STATED EXERCISE. Continue the energy administration rules from the point where they stop.

EXCERPT.
-=-=-
151.—(1) Unless the court otherwise directs, the written record of the respondent’s examination, and any response given by him to any order under CPR Part 18, and any affidavits submitted by him in compliance with an order of the court under section 236, shall not be filed in court.
(2) The written record, responses and affidavits shall not be open to inspection, without an order of the court, by any person other than the energy administrator.
(3) Paragraph (2) applies also to so much of the court file as shows the grounds of the application for an order under section 236 and to any copy of any order sought under CPR Part 18.
(4) The court may from time to time give directions as to the custody and inspection of any documents to which this Rule applies, and as to the furnishing of copies of, or extracts from, such documents.
152.—(1) Where the court has ordered an examination of a person under section 236, and it appears to it that the examination was made necessary because information had been unjustifiably refused by the respondent, it may order that the costs of the examination be paid by him.
(2) Where the court makes an order against a person under section 237(1) or (2) of the 1986 Act (court’s enforcement powers under section 236), the costs of the application for the order may be ordered by the court to be paid by the respondent.
(3) Subject to paragraphs (1) and (2) above, the energy administrator’s costs shall, unless the court otherwise orders, be paid out of the assets of the protected energy company.
(4) A person summoned to attend for examination under this Part shall be tendered a reasonable sum in respect of travelling expenses incurred in connection with his attendance. Other costs falling on him are at the court’s discretion.
153.—(1) Pursuant to paragraph 27 of Schedule 8 to the 1986 Act the Secretary of State may, subject to the 1986 Act, the 2004 Act, Schedule B1 to the 1986 Act and the Rules, make regulations with respect to any matter provided for in the Rules as relates to the carrying out of the functions of an energy administrator of a protected energy company, including, without prejudice to the generality of the foregoing provision, with respect to the following matters arising in an energy administration—
(a)the preparation and keeping of books, accounts and other records, and their production to such persons as may be authorised or required to inspect them;
(b)the auditing of an energy administrator’s accounts;
(c)the manner in which an energy administrator is to act in relation to the protected energy company’s books, papers and other records, and the manner of their disposal by the energy administrator or others;
(d)the supply by the energy administrator to creditors and members of the protected energy company of copies of documents relating to the energy administration and the affairs of the protected energy company (on payment, in such cases as may be specified by the regulations, of the specified fee).
-=-=-
STORED RECORDS.
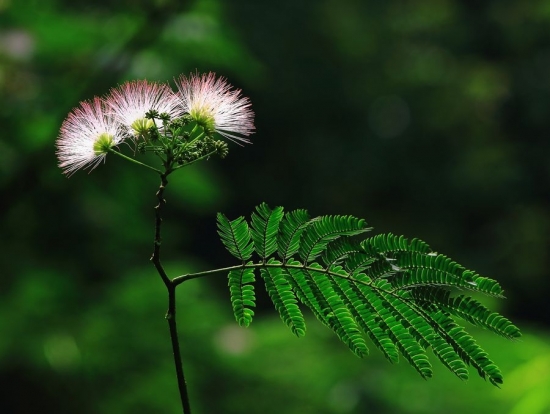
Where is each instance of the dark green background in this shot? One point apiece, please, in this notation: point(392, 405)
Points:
point(428, 118)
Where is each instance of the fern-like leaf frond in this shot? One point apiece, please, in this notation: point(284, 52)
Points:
point(264, 229)
point(243, 298)
point(322, 231)
point(283, 297)
point(235, 236)
point(395, 291)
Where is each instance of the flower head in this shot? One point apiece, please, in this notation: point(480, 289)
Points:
-=-=-
THE REPLY.
(2) Regulations made pursuant to paragraph (1) may—
(a)confer discretion on the court;
(b)make non-compliance with any of the regulations a criminal offence;
(c)make different provision for different cases, including different provision for different areas; and
(d)contain such incidental, supplemental and transitional provisions as may appear to the Secretary of State necessary or expedient.
154.—(1) All fees, costs, charges and other expenses incurred in the course of the energy administration proceedings are to be regarded as expenses of the energy administration.
(2) The costs associated with the prescribed part shall be paid out of the prescribed part.
155.—(1) Subject as follows, in energy administration all claims by creditors are provable as debts against the protected energy company, whether they are present or future, certain or contingent, ascertained or sounding only in damages.
(2) Any obligation arising under a confiscation order made under Parts 2, 3 or 4 of the Proceeds of Crime Act 2002(20) is not provable.
(3) The following are not provable except at a time when all other claims of creditors in the energy administration proceedings (other than any of a kind mentioned in this paragraph) have been paid in full with interest under Rule 56—
(a)any claim arising by virtue of section 382(1)(a) of the Financial Services and Markets Act 2000(21), not being a claim also arising by virtue of section 382(1)(b) of that Act;
(b)any claim which by virtue of the 1986 Act or any other enactment is a claim the payment of which is to be postponed.
(4) Nothing in this Rule prejudices any enactment or rule of law under which a particular kind of debt is not provable, whether on grounds of public policy or otherwise.
156.—(1) All notices required or authorised by or under the 1986 Act, the 2004 Act, Schedule B1 to the 1986 Act or the Rules to be given must be in writing, unless it is otherwise provided, or the court allows the notice to be given in some other way.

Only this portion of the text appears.